■ **Task to carry out**
Every line from the line containing "locate cymbal -- one point per instance" through the final line below is to be repeated exactly; no other line is.

-- Start of Supplied material --

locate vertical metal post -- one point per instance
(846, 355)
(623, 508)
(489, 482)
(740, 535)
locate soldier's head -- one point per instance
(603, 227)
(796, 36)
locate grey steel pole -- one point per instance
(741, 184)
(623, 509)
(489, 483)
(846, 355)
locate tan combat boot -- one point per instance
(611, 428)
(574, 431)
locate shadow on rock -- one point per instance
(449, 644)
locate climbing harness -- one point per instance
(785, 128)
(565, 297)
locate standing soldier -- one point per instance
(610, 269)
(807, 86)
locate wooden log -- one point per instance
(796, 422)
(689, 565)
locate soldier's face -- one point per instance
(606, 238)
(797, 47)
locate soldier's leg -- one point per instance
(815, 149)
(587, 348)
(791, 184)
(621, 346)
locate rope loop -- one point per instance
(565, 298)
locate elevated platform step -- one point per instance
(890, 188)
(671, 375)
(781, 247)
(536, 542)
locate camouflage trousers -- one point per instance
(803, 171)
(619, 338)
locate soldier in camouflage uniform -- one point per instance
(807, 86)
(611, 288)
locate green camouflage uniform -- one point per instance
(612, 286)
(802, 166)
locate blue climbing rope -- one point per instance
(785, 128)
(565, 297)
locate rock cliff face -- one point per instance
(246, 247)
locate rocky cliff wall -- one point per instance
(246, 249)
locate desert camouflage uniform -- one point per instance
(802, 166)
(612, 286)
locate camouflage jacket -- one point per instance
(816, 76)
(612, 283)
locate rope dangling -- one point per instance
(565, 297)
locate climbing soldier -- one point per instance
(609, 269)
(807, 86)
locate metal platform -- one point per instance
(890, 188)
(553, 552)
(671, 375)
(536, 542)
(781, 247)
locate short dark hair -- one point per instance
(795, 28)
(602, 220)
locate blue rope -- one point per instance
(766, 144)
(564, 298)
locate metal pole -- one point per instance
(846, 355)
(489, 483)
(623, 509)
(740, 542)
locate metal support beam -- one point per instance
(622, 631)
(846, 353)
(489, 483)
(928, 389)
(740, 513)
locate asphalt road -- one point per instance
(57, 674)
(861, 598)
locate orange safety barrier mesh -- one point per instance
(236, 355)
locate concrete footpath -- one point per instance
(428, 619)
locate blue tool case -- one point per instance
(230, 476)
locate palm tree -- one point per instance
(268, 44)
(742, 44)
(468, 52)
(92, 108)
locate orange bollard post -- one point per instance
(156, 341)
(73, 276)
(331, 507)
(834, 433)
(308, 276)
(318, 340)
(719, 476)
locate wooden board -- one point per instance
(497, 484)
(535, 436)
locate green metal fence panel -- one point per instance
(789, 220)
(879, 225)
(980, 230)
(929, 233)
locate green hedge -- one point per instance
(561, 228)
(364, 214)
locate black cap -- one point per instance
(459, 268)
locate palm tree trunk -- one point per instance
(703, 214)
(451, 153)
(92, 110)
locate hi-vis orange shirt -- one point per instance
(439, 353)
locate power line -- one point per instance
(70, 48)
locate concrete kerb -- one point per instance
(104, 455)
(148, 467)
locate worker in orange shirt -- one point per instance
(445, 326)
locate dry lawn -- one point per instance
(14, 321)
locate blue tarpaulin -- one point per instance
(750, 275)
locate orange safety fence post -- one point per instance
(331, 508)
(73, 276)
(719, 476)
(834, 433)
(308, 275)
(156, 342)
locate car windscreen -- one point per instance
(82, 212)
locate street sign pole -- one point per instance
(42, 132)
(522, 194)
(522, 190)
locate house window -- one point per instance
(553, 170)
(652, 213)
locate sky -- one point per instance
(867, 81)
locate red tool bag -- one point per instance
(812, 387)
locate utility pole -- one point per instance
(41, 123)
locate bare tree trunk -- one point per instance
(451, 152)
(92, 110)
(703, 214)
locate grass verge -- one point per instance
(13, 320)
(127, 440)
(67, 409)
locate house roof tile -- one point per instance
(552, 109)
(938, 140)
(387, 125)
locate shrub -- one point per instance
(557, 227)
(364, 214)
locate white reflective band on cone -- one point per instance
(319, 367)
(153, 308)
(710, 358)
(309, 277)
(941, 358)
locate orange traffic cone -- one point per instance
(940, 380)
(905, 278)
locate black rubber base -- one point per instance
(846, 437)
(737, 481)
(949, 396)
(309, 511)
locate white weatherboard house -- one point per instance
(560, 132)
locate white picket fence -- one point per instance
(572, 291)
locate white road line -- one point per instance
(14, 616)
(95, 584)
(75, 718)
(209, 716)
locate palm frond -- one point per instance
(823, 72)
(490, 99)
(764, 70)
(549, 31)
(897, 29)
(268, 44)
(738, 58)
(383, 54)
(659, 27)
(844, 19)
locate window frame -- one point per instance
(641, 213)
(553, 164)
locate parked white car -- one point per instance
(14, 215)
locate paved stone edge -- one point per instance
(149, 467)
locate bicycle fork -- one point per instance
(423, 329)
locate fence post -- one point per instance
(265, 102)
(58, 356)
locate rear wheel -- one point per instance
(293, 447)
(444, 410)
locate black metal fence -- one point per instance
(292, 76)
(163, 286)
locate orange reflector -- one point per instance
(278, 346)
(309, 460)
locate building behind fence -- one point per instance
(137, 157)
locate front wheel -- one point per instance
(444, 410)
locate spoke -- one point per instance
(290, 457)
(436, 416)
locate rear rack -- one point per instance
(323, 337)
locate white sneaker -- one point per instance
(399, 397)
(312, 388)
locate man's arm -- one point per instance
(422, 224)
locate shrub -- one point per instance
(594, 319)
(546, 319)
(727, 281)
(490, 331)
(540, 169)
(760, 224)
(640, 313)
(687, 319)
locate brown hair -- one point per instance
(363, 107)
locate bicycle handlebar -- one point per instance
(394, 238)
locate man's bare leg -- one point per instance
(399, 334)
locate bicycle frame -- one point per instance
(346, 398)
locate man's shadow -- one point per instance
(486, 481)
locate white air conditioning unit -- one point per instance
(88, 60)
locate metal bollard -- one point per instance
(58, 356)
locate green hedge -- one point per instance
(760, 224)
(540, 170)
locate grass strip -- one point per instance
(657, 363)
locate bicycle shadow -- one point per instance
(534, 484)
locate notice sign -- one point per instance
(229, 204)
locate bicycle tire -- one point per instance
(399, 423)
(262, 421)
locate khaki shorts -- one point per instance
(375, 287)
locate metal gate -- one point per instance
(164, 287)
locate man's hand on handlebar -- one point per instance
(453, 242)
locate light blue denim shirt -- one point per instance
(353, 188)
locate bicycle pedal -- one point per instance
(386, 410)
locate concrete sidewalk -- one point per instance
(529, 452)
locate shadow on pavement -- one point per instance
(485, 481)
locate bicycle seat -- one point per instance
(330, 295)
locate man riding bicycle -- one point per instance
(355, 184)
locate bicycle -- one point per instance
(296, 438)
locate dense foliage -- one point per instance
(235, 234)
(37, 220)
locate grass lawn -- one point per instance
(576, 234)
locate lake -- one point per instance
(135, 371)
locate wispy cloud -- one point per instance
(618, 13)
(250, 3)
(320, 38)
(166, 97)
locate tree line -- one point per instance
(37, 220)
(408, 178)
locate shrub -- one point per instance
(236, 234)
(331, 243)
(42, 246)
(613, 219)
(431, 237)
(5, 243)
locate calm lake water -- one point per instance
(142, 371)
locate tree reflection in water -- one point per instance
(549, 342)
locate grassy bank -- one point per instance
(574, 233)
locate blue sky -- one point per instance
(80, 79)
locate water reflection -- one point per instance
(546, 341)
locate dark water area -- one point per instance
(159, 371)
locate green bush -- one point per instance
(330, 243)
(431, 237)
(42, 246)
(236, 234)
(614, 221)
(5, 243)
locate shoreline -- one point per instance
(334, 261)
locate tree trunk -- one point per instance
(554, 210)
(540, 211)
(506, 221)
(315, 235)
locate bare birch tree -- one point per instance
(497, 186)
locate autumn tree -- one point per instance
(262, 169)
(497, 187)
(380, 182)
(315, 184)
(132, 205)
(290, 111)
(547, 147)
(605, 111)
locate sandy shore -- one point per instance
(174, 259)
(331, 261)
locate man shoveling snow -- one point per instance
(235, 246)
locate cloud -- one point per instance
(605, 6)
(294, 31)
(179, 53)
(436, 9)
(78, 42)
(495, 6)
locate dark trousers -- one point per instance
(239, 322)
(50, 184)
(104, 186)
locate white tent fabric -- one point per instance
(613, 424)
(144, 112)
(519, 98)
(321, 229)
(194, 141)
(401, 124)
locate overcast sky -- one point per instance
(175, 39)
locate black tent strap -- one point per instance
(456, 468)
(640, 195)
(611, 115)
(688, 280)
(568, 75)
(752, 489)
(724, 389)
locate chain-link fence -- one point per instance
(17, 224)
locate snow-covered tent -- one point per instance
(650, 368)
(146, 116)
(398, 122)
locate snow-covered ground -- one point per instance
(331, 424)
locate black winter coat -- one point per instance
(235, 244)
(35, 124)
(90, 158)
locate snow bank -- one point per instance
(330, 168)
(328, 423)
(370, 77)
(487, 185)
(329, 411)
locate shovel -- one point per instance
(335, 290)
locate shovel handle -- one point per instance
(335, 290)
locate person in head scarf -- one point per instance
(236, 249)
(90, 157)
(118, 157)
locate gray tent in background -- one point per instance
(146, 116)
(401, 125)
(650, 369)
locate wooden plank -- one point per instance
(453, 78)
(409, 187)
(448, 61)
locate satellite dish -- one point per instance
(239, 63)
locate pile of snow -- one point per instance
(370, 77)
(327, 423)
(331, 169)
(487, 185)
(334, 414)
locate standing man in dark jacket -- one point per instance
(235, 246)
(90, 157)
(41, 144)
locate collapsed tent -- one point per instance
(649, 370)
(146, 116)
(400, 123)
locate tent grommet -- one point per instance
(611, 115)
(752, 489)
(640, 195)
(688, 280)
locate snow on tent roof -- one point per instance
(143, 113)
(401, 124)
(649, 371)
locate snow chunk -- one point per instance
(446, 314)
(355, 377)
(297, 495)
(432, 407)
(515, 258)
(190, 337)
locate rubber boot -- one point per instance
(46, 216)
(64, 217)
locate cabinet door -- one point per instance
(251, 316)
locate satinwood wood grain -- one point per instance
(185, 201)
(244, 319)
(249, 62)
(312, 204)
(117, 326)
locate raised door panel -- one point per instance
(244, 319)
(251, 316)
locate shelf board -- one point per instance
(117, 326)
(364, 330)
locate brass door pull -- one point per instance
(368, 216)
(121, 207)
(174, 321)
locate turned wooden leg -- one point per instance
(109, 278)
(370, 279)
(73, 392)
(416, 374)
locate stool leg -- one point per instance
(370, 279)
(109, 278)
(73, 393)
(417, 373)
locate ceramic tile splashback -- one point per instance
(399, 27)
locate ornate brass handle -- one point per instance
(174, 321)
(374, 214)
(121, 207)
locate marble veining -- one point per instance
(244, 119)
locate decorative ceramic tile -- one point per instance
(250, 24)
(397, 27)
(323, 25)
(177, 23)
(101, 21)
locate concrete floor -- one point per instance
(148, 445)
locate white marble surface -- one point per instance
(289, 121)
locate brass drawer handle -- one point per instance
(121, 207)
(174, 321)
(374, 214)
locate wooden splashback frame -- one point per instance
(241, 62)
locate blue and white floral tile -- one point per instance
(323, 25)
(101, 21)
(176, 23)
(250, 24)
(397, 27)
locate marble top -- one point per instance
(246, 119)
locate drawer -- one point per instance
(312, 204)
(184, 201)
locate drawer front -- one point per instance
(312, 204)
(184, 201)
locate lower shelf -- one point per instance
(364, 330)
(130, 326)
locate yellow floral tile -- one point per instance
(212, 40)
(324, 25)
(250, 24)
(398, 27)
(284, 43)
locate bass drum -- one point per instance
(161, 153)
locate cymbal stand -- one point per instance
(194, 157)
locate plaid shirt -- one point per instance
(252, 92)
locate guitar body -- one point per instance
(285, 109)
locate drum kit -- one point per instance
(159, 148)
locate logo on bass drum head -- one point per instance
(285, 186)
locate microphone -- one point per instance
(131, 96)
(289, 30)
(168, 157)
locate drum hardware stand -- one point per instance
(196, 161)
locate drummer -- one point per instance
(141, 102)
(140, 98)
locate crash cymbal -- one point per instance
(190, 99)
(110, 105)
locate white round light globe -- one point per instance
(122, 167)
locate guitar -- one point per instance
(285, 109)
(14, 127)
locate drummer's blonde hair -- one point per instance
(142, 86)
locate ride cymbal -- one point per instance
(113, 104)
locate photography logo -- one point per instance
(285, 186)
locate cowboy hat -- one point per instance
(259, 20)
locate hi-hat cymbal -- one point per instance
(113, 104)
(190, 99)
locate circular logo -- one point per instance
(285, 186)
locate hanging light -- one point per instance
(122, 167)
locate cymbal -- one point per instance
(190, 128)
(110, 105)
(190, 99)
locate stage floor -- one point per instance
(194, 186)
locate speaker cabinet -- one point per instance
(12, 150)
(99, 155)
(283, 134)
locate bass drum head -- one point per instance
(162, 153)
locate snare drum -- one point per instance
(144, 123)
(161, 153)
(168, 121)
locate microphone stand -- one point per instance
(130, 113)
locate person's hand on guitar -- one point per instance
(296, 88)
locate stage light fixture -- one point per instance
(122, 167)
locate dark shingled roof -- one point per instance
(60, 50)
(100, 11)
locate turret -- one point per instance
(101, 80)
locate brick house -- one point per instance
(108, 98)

-- End of Supplied material --

■ **Response to this exercise**
locate cymbal -- one point per instance
(190, 128)
(110, 105)
(190, 99)
locate stage floor -- one point per instance
(194, 186)
locate speaker cabinet -- one point per instance
(12, 150)
(99, 155)
(283, 134)
locate bass drum head -- one point per instance
(162, 153)
locate snare drum -- one point per instance
(144, 123)
(161, 153)
(168, 121)
locate microphone stand -- one point per instance
(130, 113)
locate person's hand on guitar -- one point per instance
(296, 88)
locate stage light fixture -- one point per instance
(122, 167)
locate dark shingled roof -- one point per instance
(60, 50)
(100, 11)
locate turret -- one point per instance
(101, 80)
locate brick house -- one point per instance
(108, 98)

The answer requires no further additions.